INSTRUCCIONES:
#1 Según el fragmento sobre el arresto de Ella Fitzgerald, ¿cuánto le costó a Granz apelar la acusación?
#2 Del fragmento sobre el arresto de Ella Fitzgerald, copia sin cambios todo lo que va desde "Fue a cambio" hasta "trascendieron los hechos.".

FRAGMENTO PARA LEER:
──────────

Habían sido Norman Granz -el manager de Fitzgerald- y el saxofonista Jean-Baptiste Illinois Jacquet los impulsores de que cualquiera pudiera ubicarse en cualquier lugar del teatro, sin las distinciones que eran obligatorias por la segregación racial apenas hasta el año anterior y que en varios rincones de los Estados Unidos -sobre todo en territorios conservadores como Texas- seguían imponiéndose. Los demás artistas no opusieron resistencia, al contrario: también querían un público en el que los afroamericanos no tuvieran que separarse de los blancos.
Illinois Jacquet había nacido en Houston, por eso después del arresto y apenas la prensa le abrió el micrófono dijo: “Sentí que si no hacía algo para repudiar la segregación en el lugar en el que nací, iba a arrepentirme para siempre. Era el momento de hacerlo, hay que terminar con la segregación”.
En el momento en que la Policía irrumpió en los camarines, no había habido ningún disturbio entre la audiencia integrada. Sin embargo, el racismo que todavía marcaba el compás de las fuerzas de seguridad impulsó el operativo al que hubo que buscarle una excusa, que no duró demasiado.
La detención fue tan sorpresiva e injusta como corta. Los medios de comunicación llegaron a enterarse pero la audiencia que había pagado su entrada para el segundo turno del espectáculo, no. Ahí estaban los artistas a los que habían ido a ver, aunque con un paso por la comisaría que no estaba planificado. Un paso que a Ella Fitzgerald la angustió hasta las lágrimas y que incluyó las fotos formales de cada uno de los detenidos en la dependencia policial.
Fue a cambio del pago de una multa que lograron volver lo más rápido posible para dar su segundo show sin que nadie más que ellos se enterara de los sobresaltos de aquella noche. “No les gustó la idea de que mezcláramos a blancos y negros, porque el hecho de que lo hiciéramos y probáramos que no pasaba nada era una manera de demostrar que mucho de lo que defendían para segregar a los negros no tenía sentido”, le dijo Granz a la prensa cuando trascendieron los hechos.
Haber vuelto rápido al teatro no conformó a Granz, el manager de la Reina del Jazz. Primero, hizo presentaciones judiciales para resultar el único acusado por las apuestas de aquella noche en los camarines. Y después, en vez de resolver el caso a través del pago de una nueva multa, apeló la acusación: le costó 2.000 dólares, mucho más que lo que hubiera pagado para solucionar el caso por la vía rápida. Pero finalmente sus antecedentes y los de sus amigos quedaron limpios.
Alterar la paz para conseguir paz
“Los negros seremos libres. Yo estuve encerrada y aprendí que tienes que alterar la paz cuando vos no podés acceder a la paz”, dijo alguna vez Aretha Franklin, la primera mujer en ingresar al Salón de la Fama del Rock and Roll y, según la revista Rolling Stone, la mejor en su ranking de los 100 mejores cantantes de todos los tiempos. Lo dijo cuando la que estaba presa ya no era ella, sino su amiga Angela Davis, una filósofa, política y activista por los derechos de los afroamericanos y, especialmente, las afroamericanas.

──────────

ENTRADAS MOSTRADAS:
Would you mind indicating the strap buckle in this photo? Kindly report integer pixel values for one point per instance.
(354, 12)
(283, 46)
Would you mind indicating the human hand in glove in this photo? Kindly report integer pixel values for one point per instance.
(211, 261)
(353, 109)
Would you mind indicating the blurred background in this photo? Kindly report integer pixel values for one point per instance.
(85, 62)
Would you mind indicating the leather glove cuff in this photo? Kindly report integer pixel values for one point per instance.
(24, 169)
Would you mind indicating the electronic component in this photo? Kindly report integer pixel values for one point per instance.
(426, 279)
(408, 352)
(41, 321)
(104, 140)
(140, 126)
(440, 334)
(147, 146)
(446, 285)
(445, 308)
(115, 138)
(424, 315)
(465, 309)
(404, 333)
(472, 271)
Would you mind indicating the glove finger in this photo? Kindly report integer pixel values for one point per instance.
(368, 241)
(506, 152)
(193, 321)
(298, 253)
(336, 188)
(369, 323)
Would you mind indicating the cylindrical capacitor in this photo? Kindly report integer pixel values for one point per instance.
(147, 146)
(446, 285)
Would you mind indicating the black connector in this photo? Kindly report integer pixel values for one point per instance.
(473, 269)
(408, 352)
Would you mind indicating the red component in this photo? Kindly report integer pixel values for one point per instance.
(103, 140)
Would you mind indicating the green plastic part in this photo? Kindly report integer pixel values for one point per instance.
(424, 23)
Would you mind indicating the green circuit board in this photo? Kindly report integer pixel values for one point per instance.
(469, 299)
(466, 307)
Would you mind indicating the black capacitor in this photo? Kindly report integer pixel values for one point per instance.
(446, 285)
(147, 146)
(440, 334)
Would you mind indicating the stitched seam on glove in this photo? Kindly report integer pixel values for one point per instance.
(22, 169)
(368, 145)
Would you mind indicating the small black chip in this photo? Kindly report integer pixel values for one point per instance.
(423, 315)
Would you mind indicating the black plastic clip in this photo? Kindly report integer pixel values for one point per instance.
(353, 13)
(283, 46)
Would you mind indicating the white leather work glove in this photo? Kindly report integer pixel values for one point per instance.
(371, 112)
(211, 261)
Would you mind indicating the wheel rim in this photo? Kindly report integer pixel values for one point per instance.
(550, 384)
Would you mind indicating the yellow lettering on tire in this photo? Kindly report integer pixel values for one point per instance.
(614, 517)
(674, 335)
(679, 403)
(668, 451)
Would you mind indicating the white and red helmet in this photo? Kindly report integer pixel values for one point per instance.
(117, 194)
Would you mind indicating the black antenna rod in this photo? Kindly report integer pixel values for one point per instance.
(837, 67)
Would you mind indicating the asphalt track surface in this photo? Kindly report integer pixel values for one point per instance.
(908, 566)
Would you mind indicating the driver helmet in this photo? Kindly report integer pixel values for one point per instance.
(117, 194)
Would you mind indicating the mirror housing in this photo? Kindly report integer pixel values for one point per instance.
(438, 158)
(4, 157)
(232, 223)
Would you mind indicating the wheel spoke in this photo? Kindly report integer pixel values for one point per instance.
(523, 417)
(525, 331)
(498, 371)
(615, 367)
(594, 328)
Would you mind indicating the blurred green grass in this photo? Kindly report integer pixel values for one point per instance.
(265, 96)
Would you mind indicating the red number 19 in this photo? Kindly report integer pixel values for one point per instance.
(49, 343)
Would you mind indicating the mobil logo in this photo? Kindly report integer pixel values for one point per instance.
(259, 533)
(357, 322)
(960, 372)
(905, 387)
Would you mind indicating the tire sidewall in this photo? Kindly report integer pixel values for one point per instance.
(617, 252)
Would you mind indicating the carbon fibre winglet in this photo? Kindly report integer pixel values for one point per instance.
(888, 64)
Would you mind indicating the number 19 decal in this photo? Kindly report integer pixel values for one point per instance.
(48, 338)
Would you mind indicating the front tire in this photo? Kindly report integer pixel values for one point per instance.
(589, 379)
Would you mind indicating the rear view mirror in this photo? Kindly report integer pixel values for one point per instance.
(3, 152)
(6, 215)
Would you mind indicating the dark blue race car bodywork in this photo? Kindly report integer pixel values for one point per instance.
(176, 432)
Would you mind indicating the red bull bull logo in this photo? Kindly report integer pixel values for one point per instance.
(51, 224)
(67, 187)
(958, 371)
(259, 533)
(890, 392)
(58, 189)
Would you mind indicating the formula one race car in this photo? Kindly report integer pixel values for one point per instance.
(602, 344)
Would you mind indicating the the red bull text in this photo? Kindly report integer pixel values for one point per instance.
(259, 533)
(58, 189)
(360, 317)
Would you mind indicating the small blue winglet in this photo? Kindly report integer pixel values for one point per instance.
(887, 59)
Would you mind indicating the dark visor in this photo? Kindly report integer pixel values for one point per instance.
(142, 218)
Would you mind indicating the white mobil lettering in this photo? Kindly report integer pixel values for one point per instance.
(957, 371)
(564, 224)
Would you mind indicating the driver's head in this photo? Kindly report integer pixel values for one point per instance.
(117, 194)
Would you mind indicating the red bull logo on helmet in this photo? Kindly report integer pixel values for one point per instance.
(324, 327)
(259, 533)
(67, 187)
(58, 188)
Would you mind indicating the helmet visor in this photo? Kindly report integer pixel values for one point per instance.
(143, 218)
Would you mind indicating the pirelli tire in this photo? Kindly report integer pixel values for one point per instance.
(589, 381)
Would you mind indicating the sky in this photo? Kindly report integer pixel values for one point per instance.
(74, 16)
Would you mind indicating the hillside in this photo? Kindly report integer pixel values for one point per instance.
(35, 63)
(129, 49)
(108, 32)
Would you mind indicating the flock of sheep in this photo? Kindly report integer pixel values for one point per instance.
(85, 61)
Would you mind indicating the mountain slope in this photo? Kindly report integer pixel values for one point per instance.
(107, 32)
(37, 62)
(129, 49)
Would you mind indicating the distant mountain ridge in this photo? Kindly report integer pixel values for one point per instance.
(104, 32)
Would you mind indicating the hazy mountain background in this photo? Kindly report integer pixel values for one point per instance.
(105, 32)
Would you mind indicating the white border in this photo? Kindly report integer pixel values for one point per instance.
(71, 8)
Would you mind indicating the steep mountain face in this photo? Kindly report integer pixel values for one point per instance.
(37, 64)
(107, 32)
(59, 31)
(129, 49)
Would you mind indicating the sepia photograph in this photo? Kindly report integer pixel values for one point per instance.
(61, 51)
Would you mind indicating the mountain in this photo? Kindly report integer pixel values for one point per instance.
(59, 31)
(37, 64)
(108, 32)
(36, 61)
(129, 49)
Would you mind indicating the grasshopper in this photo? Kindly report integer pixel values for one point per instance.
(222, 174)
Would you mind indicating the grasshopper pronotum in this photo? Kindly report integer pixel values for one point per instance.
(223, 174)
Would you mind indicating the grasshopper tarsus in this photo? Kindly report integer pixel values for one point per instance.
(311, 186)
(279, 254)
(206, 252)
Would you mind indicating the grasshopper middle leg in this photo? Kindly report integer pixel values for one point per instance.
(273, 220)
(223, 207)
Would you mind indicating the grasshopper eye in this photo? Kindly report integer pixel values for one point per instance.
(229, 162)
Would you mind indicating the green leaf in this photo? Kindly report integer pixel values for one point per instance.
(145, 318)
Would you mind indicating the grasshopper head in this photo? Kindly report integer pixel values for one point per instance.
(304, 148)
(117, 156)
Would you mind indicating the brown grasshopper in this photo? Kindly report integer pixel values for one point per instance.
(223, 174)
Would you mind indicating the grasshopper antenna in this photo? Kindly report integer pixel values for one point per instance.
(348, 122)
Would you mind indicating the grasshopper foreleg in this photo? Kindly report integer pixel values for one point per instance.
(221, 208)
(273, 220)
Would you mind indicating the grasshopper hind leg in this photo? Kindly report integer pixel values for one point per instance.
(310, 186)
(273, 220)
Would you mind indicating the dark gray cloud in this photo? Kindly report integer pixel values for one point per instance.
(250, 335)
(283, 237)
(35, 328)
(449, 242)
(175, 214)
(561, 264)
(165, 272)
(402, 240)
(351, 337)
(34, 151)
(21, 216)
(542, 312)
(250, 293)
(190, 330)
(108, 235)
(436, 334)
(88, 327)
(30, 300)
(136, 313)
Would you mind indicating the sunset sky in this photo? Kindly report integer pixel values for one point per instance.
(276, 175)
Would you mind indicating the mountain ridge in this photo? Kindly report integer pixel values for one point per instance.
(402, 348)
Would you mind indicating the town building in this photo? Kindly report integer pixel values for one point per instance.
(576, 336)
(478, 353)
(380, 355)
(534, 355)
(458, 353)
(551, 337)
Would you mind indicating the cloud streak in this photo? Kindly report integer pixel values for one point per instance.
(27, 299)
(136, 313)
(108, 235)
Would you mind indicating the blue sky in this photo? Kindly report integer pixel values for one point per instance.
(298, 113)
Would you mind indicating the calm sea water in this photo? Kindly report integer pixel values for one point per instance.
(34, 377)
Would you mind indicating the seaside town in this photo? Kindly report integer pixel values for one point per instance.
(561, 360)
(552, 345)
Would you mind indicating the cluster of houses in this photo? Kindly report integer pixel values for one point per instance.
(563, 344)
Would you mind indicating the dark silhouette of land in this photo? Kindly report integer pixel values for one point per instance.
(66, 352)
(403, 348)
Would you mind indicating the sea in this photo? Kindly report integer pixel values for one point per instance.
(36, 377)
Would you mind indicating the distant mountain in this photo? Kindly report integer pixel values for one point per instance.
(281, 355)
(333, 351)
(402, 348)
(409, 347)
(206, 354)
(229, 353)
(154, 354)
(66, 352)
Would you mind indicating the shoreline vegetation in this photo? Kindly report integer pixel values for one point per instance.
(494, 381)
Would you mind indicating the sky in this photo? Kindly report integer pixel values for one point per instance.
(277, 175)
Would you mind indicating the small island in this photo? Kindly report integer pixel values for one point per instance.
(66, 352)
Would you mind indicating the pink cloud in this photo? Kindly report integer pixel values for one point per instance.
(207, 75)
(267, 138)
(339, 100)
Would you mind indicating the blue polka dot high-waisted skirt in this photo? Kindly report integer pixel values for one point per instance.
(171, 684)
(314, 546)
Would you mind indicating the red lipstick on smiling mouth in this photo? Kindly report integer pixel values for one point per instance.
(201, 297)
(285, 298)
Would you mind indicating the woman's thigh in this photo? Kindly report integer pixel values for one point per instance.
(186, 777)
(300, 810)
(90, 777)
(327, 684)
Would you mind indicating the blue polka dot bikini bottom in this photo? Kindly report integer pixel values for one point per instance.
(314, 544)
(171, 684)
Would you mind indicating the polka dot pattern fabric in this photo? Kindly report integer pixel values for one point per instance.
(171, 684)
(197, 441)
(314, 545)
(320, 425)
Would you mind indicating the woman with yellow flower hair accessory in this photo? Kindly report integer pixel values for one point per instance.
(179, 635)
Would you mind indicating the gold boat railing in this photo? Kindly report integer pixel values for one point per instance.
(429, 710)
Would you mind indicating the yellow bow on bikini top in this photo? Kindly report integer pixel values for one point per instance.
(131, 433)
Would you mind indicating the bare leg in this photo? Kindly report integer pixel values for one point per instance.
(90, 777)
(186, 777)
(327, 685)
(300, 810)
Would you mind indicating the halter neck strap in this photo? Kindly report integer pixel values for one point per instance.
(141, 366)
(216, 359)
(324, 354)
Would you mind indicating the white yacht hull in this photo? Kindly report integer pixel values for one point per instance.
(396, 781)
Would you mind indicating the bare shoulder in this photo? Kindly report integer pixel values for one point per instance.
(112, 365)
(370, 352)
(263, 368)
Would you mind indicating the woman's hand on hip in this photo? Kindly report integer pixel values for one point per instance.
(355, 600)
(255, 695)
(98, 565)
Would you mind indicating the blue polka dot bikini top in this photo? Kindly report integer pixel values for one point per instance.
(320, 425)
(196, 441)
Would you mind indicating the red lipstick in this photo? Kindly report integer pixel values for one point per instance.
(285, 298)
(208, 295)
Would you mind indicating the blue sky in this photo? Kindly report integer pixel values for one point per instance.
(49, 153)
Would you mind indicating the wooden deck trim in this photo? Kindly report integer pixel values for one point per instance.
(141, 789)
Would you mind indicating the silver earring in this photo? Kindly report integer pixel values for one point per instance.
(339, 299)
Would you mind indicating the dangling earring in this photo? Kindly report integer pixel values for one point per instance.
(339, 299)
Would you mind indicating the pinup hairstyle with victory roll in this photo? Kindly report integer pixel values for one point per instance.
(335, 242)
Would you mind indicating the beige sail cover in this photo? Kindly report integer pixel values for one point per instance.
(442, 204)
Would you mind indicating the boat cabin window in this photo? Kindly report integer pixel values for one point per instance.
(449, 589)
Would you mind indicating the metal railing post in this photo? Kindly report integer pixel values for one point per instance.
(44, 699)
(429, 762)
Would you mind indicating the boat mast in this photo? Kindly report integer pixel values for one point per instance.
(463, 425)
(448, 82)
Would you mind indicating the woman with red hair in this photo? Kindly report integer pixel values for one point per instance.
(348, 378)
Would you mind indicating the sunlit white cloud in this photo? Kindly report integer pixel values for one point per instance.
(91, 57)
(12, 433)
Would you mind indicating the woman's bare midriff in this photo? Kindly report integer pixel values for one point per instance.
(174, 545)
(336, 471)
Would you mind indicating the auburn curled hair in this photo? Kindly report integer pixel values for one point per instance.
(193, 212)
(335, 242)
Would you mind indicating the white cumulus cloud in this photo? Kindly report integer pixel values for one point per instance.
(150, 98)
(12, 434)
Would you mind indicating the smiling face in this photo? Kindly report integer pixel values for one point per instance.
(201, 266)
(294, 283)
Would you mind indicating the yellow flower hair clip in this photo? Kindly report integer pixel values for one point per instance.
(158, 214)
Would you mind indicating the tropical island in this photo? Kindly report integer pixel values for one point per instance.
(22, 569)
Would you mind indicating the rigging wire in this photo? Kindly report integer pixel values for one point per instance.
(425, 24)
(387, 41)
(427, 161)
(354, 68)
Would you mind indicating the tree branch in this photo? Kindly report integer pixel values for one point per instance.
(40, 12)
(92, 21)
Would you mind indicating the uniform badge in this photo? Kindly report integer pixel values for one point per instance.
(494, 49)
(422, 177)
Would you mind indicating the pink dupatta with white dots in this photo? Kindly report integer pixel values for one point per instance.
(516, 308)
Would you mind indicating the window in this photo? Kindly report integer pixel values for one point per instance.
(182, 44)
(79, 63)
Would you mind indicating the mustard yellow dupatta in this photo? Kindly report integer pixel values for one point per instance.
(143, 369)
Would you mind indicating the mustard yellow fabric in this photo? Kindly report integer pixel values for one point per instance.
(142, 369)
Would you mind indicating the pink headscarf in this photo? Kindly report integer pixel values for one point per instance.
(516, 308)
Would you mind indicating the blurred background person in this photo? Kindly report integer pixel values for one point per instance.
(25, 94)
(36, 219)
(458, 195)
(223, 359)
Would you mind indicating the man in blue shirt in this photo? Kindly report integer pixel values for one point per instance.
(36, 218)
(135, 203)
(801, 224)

──────────

SOLUCIONES:
#1 Le costó 2.000 dólares.

#2
Fue a cambio del pago de una multa que lograron volver lo más rápido posible para dar su segundo show sin que nadie más que ellos se enterara de los sobresaltos de aquella noche. “No les gustó la idea de que mezcláramos a blancos y negros, porque el hecho de que lo hiciéramos y probáramos que no pasaba nada era una manera de demostrar que mucho de lo que defendían para segregar a los negros no tenía sentido”, le dijo Granz a la prensa cuando trascendieron los hechos.